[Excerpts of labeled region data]

————

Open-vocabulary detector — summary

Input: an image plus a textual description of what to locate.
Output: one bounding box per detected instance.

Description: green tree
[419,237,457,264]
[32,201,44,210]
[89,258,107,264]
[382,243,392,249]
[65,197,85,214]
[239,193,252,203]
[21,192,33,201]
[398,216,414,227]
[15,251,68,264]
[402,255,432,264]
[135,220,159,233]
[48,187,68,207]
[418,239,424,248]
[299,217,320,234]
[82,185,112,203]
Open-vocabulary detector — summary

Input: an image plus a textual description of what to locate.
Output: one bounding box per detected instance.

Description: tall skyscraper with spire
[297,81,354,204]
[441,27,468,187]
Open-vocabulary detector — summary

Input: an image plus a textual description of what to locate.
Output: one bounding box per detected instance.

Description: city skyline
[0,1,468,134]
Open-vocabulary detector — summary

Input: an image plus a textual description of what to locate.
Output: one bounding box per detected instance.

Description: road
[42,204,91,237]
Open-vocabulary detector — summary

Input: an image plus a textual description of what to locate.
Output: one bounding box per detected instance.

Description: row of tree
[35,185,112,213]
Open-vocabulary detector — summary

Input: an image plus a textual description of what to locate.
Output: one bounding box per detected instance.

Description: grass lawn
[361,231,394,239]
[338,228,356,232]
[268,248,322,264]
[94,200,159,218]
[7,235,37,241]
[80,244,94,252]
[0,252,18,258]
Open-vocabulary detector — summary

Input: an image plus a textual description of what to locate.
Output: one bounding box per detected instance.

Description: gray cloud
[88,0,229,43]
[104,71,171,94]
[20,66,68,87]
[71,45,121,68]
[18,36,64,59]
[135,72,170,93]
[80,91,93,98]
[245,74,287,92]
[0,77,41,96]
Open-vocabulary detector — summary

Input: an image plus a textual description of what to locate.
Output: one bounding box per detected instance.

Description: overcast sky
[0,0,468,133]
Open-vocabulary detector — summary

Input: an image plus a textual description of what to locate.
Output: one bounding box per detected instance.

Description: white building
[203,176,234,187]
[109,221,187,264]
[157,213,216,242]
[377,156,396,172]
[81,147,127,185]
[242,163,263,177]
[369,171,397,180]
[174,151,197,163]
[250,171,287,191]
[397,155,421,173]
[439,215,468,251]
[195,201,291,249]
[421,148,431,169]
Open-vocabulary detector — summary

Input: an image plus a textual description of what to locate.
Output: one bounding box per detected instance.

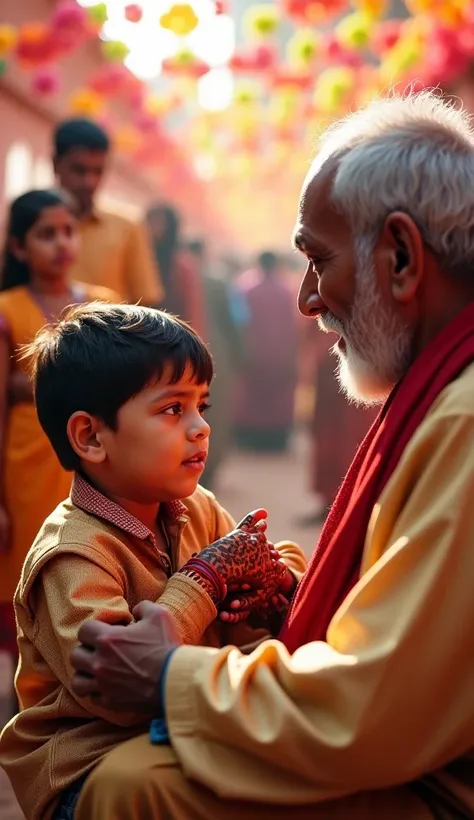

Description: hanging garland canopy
[0,0,474,243]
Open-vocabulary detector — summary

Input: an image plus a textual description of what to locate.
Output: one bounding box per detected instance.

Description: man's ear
[380,211,425,304]
[67,410,107,464]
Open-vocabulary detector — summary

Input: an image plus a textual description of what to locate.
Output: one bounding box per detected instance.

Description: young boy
[0,303,305,820]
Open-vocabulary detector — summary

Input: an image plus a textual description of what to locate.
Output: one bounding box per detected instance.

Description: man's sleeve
[166,415,474,804]
[124,219,164,307]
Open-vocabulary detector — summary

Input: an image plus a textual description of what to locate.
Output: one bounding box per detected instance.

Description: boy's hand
[219,559,296,623]
[193,510,286,589]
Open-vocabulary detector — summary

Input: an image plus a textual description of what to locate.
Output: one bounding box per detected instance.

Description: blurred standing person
[53,119,163,306]
[0,191,119,716]
[236,251,298,452]
[188,240,242,491]
[147,204,206,338]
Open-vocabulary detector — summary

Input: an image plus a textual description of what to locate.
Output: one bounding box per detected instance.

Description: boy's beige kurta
[0,477,305,820]
[141,365,474,820]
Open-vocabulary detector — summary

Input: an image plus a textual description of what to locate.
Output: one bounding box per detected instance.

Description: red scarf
[280,303,474,652]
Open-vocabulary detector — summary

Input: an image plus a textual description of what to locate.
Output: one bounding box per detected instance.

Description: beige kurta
[158,365,474,820]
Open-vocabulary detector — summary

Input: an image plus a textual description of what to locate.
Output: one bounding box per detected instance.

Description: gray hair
[312,91,474,275]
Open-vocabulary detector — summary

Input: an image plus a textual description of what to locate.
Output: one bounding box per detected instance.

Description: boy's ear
[67,410,106,464]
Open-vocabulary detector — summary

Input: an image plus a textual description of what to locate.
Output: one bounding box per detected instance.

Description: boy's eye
[163,402,183,416]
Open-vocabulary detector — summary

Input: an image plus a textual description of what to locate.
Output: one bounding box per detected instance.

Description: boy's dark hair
[24,302,213,470]
[54,118,110,157]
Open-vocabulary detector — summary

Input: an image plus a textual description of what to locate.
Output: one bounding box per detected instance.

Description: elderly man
[68,93,474,820]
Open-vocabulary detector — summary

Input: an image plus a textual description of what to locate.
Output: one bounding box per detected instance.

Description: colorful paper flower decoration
[280,0,349,26]
[314,66,356,114]
[31,67,60,97]
[243,3,280,37]
[124,3,143,23]
[15,23,59,68]
[229,43,278,74]
[69,88,103,118]
[352,0,389,20]
[286,28,321,66]
[160,3,199,37]
[0,23,18,57]
[405,0,471,26]
[162,48,209,79]
[336,11,374,49]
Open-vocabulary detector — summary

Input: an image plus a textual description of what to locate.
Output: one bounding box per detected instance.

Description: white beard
[318,239,413,405]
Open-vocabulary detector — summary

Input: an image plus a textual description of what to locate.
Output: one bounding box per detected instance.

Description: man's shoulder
[427,362,474,423]
[182,485,231,537]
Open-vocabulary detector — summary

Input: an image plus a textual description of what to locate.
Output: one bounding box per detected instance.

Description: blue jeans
[53,775,87,820]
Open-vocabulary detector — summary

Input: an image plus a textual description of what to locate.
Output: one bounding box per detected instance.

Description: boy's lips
[182,450,207,470]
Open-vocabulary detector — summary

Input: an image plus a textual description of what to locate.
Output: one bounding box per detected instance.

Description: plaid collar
[71,473,188,544]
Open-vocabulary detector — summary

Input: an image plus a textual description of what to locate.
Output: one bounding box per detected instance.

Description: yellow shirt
[71,211,164,306]
[166,365,474,820]
[0,476,305,820]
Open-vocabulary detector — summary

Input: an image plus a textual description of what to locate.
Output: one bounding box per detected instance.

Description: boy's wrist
[179,556,227,606]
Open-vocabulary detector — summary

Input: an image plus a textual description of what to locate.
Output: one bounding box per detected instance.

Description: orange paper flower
[160,3,199,37]
[0,23,18,57]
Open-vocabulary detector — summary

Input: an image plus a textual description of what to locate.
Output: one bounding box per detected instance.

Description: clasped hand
[195,509,294,623]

————

[What you need to do]
Pictures don't belong in the copy. Transcribe every record exactly as it appears.

[Final result]
Open-vocabulary detector — summary

Input: an image plus a textual description of what to locate.
Output: one bounding box per detected instance.

Description: green tree
[419,237,457,264]
[32,201,44,210]
[89,258,107,264]
[382,243,392,249]
[65,197,85,214]
[239,193,252,203]
[21,192,33,201]
[398,216,414,227]
[15,251,68,264]
[402,255,432,264]
[135,220,159,233]
[48,187,68,207]
[418,239,424,248]
[299,217,320,234]
[82,185,112,203]
Open-vocabulary detector — summary

Input: an image plus a textual description of what to locate.
Output: one bounding box per detected instance.

Description: tall skyscraper with spire
[297,81,354,204]
[441,27,468,187]
Open-vocabulary detector — summary

Input: an image plus a textual description of what to locate.
Output: one bounding box per detected instance.

Description: city skyline
[0,1,468,134]
Open-vocabulary detector — summary

Input: an image plus a textual description of what to locate.
Output: one bounding box per detected instance.

Description: road
[42,204,91,237]
Open-vocabulary detector — summary

Input: an image plus a textual description of what to locate.
Output: one bounding box per detected instance.

Description: row of tree
[35,185,112,213]
Open-vocabulary detector — summary

Input: an image plus a textual description of what to locate.
Output: one bounding box per detected instance.

Description: grass lawn
[361,231,394,239]
[338,228,356,232]
[268,248,322,264]
[94,200,159,218]
[7,235,37,241]
[80,244,94,252]
[0,252,18,258]
Open-vocabulary detector — summary

Input: an image plus a textual description of what to locate.
Output: one bounding box per detected instance.

Description: gray cloud
[88,0,229,43]
[104,71,171,94]
[20,66,68,87]
[71,45,121,68]
[18,36,64,59]
[135,72,170,93]
[80,91,93,98]
[245,74,287,92]
[0,77,41,96]
Open-vocabulary detector — summary

Input: an image plus a textual description of what to locate.
Output: one bounding box per detected instance.

Description: overcast sky
[0,0,468,133]
Open-vocabulary detector — summary

Input: an image plus a textual description of what to locate.
Output: one bounding box per detected instance.

Description: white building
[203,176,234,187]
[109,221,187,264]
[157,213,216,242]
[377,156,396,172]
[81,147,127,185]
[242,163,263,177]
[369,171,397,180]
[174,151,197,163]
[250,171,287,191]
[397,155,421,173]
[439,215,468,251]
[195,201,291,249]
[421,148,431,169]
Open-vocabulary detector — summary

Input: an image plus a textual description of what to locate.
Output: one bounding box per detected instance.


Description: hanging garland canopy
[0,0,474,243]
Open-vocabulary detector — summary

Input: an image plus a textual description of what to locate.
Output: one bounding box per detected instance.

Description: man's ear
[380,211,425,304]
[67,410,107,464]
Open-vocabulary detector — summary

Input: an image plus a textual description of what to locate.
Output: one bounding box per detected instance.

Description: young boy
[0,303,305,820]
Open-vocabulary detector — summary

Input: an image plus a textual description of what to locate.
Output: one bounding box per detected instance.

Description: man's sleeve
[166,415,474,804]
[124,219,164,307]
Open-vocabulary detector — summary

Input: an image plus a textual description of what to locate.
Output: one bounding box per detected instance.

Description: boy's hand
[219,559,296,623]
[193,510,286,589]
Open-vocabulary detector — summary

Input: an image plus a textual description of what to locate.
Output: one bounding box per detected instance.

Description: blurred standing person
[53,119,163,306]
[0,191,119,716]
[236,251,298,452]
[188,240,242,491]
[147,204,206,338]
Open-vocabulary detector — summary

Input: an image plus a textual description of what to locate.
Output: one bounding box per detected instance.

Description: boy's beige kurta
[0,477,305,820]
[141,365,474,820]
Open-vocabulary detector — summary

Input: an image plus a textual description of what to locate.
Output: one bounding box per detected instance.

Description: red scarf
[280,303,474,652]
Open-vocabulary detector — summary

Input: an image plus a textual description of what to locate.
Output: one bounding box per detected instance.

Description: beige kurta
[158,365,474,820]
Open-vocabulary detector — summary

Input: an image plus a textual description of what to locate.
Output: one bounding box per detected instance.

Description: gray hair
[312,91,474,275]
Open-vocabulary detector — summary

Input: an image plus a textual description of what to locate.
Output: one bounding box per detected instance.

Description: boy's ear
[67,410,106,464]
Open-vocabulary detector — summary

Input: an image plus a textual description of what to locate.
Output: one bounding box per detected instance.

Description: boy's eye
[163,402,183,416]
Open-vocabulary detector — summary

Input: an image plus a textual description of what to locate.
Output: one bounding box per detected instance.

Description: boy's dark hair
[24,302,213,470]
[54,118,110,157]
Open-vocabulary detector — summary

Input: an image plus a textual description of what to locate.
Output: one bounding box per detected instance.

Description: elderly man
[68,93,474,820]
Open-vocabulary detector — summary

Input: an image plus a textual description of what to locate.
Output: one bounding box per detected instance.

Description: colorful paper flower decoration
[280,0,349,26]
[314,66,356,114]
[31,67,60,97]
[243,3,280,37]
[124,3,143,23]
[15,23,59,68]
[229,43,278,74]
[69,88,103,118]
[352,0,389,20]
[286,28,321,66]
[160,3,199,37]
[0,23,18,57]
[405,0,471,26]
[162,48,209,79]
[336,11,374,49]
Open-vocabulary detector — summary

Input: an image plus a textual description of what to locate.
Output: one bounding box per detected instance.

Description: white beard
[318,239,413,405]
Open-vocabulary detector — summary

Input: an image plus a textual description of what to locate.
Output: one bounding box per detected instance.

Description: man's shoulder
[427,362,474,423]
[182,485,231,537]
Open-vocabulary detector — summary

Input: an image plus a textual description of what to locate.
Output: one bounding box per detected instance.

Description: blue jeans
[53,775,87,820]
Open-vocabulary detector — summary

Input: an image plus a textual description of what to locate.
Output: one bounding box per detected instance.

Description: boy's lips
[182,450,207,470]
Open-vocabulary detector — summary

Input: an image plus a textual description of what to locate.
Output: one bounding box per detected instance.

Description: plaid collar
[71,473,188,544]
Open-vocabulary detector — summary

Input: an image plus a textual description of what to locate.
Output: one bounding box per detected instance.

Description: yellow shirt
[71,211,164,306]
[166,365,474,820]
[0,476,305,820]
Open-vocabulary detector — summary

Input: an image plus a textual description of what to locate.
Output: one bounding box per detected instance.

Description: boy's wrist
[179,556,227,606]
Open-vocabulary detector — summary

Input: an image plus a textual description of what to locate.
Output: one bounding box per detected instance.

Description: orange paper flower
[160,3,199,37]
[0,23,18,57]
Open-vocabulary detector — summary

Input: an image plus a textual description of what to locate.
Output: one bounding box per detected instance.

Description: clasped hand
[195,509,294,623]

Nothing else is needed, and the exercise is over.